§ Selected extract
---*---

Exhibitors Making a Comeback – It’s Never Too Late
Making a comeback can be challenging, especially if it’s been years since you’ve entered the ring, right shoulder to the rail. Most equestrians, no matter their age, can recall a defining moment in the show pen – hearing your name called out winning a class, getting that pattern right, killing that flying lead change.
Those are moments we held onto, but they might have happened 10, 20, or even 30 years ago. Many exhibitors are heading back to the ring after various setbacks or other obligations such as college, job, finances, family, and are facing new challenges.
Select Amateur Kent Ray Taylor of Scottsdale, Arizona, is no stranger to the horse show world. He showed for years as a youth before needing to take a break to attend college and then work. Kent Ray finally made his way back in the ring three years ago after being gone for 30.
Taylor told us, “I am very proud to be the first male to win the all-round at the Congress, World Show, and in the Nation, both as a youth and then again as the first male amateur to win all three again.”

---*---

§ Tasks for this exercise
1) Answer these from the comeback article:
(a) What city and state is Kent Ray Taylor from?
(b) How many years was Taylor out of the ring before his return?
(c) Which obligations does the article list as things that kept exhibitors away?
2) Return everything in the comeback article from "Select Amateur Kent" down to "gone for 30.", copied word for word.
You can ignore the material that comes next.

§ Data to examine
---*---

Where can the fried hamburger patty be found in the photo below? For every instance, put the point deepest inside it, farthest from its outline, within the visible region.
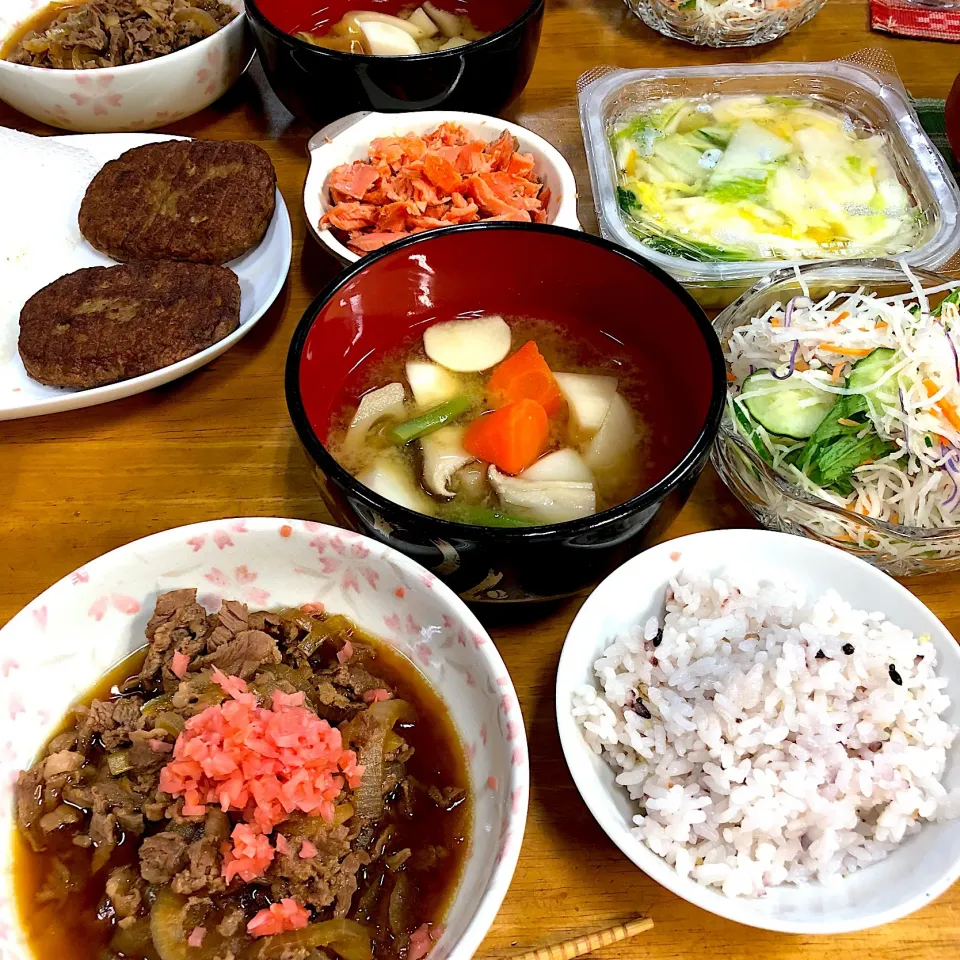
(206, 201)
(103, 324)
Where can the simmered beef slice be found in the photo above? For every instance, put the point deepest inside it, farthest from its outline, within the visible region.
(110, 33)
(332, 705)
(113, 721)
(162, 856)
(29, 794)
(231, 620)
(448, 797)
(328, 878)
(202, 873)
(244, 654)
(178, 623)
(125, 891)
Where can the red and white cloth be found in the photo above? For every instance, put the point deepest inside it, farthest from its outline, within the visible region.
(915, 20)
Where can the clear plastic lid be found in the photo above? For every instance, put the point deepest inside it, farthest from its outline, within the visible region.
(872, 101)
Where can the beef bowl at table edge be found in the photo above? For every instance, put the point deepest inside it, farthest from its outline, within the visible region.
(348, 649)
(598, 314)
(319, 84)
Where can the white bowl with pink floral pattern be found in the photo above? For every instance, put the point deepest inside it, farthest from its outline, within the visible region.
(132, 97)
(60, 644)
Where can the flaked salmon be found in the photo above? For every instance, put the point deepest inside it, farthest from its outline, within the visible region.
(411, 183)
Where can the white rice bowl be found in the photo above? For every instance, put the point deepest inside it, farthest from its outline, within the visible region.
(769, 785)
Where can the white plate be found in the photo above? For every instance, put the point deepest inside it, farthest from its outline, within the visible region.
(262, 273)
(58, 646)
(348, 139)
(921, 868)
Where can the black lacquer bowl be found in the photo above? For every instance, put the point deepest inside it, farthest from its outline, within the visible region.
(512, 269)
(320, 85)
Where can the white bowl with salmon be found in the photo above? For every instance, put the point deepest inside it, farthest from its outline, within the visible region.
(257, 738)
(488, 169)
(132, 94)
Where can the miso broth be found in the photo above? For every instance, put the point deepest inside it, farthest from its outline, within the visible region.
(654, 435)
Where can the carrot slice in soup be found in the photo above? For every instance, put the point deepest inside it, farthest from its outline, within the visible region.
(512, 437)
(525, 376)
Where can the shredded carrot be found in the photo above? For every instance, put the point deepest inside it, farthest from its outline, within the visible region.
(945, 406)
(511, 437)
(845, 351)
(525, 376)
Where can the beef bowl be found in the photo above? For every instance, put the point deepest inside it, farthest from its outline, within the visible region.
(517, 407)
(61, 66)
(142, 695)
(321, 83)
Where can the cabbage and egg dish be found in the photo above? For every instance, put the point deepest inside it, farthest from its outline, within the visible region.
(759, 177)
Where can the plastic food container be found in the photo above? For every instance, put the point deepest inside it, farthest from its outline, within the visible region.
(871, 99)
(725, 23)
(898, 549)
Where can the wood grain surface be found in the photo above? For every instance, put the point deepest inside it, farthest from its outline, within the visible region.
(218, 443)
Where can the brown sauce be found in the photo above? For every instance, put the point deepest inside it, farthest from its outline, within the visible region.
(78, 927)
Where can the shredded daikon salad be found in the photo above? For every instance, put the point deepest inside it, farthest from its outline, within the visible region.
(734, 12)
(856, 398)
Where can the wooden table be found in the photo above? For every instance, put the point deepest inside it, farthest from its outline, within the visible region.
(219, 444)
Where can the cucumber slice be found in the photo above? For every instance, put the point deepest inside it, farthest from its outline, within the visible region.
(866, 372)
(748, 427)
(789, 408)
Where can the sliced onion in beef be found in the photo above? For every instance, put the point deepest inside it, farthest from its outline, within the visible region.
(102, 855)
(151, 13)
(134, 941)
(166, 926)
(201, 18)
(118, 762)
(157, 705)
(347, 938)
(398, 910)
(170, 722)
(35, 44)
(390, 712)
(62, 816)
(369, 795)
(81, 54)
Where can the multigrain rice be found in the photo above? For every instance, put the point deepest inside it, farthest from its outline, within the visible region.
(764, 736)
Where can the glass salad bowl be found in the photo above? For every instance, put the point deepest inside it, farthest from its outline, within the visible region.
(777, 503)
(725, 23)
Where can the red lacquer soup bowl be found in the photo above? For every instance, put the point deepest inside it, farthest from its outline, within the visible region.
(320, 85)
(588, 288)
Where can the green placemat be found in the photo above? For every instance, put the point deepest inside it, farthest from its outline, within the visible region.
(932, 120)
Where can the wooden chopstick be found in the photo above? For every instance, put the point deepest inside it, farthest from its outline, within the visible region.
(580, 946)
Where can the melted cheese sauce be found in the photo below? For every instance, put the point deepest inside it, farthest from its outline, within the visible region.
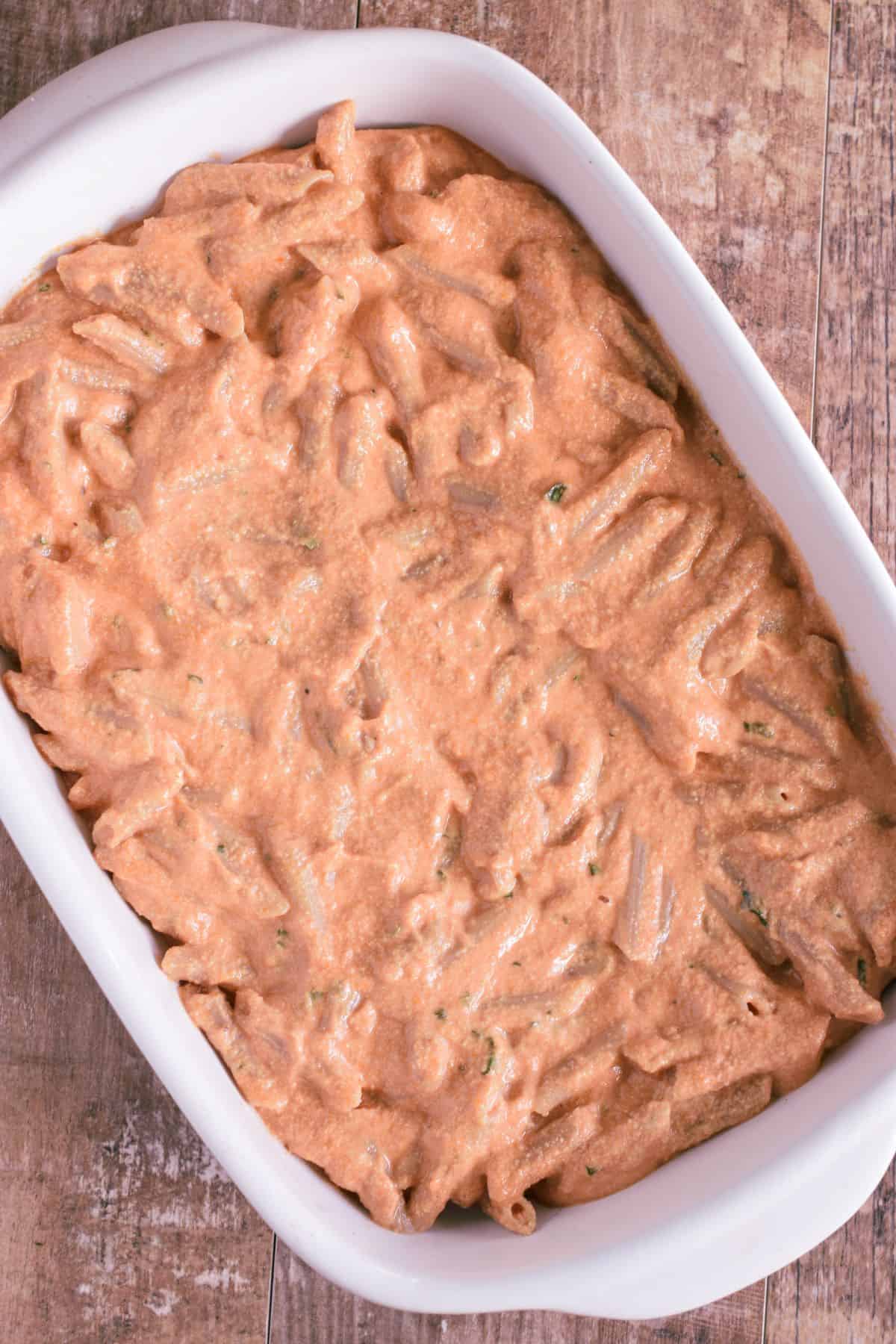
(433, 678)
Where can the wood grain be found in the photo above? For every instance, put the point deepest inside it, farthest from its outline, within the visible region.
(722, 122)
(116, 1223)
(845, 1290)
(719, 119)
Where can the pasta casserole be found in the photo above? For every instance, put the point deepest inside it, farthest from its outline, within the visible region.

---*---

§ Numbered responses
1)
(a) Scottsdale, Arizona
(b) 30 years
(c) College, job, finances, and family

2)
Select Amateur Kent Ray Taylor of Scottsdale, Arizona, is no stranger to the horse show world. He showed for years as a youth before needing to take a break to attend college and then work. Kent Ray finally made his way back in the ring three years ago after being gone for 30.